### Task objective
Omit all pictures, then retype exactly the lines from the one that contains "Target = dark tarpaulin" through the end of the listing.
##############################
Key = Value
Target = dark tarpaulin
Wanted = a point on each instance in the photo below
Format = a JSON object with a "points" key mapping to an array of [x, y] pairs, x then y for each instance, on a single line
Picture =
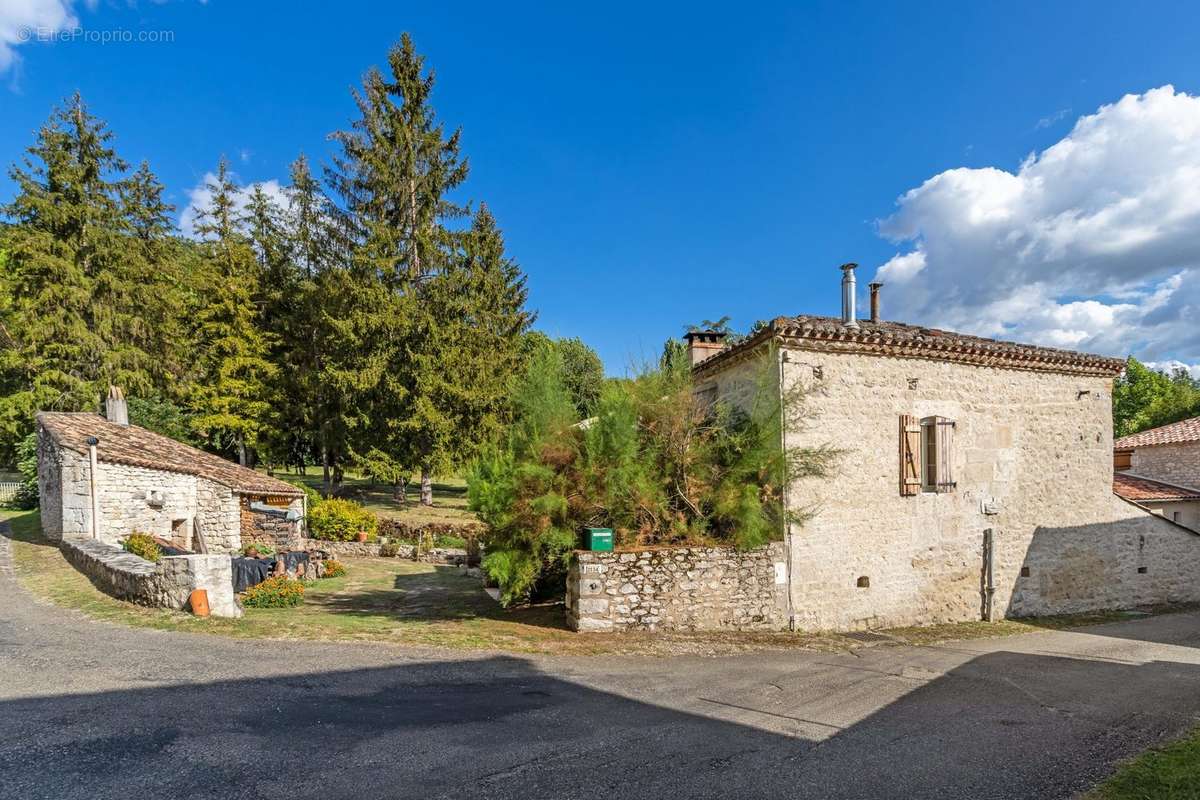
{"points": [[250, 572]]}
##############################
### Problem solution
Target = dark tarpaulin
Wanted = a point on each instance in the photo below
Format = a JSON object with a "points" key mapping to an array of [x, y] pairs, x then y for each instance, on a single line
Picture =
{"points": [[250, 572]]}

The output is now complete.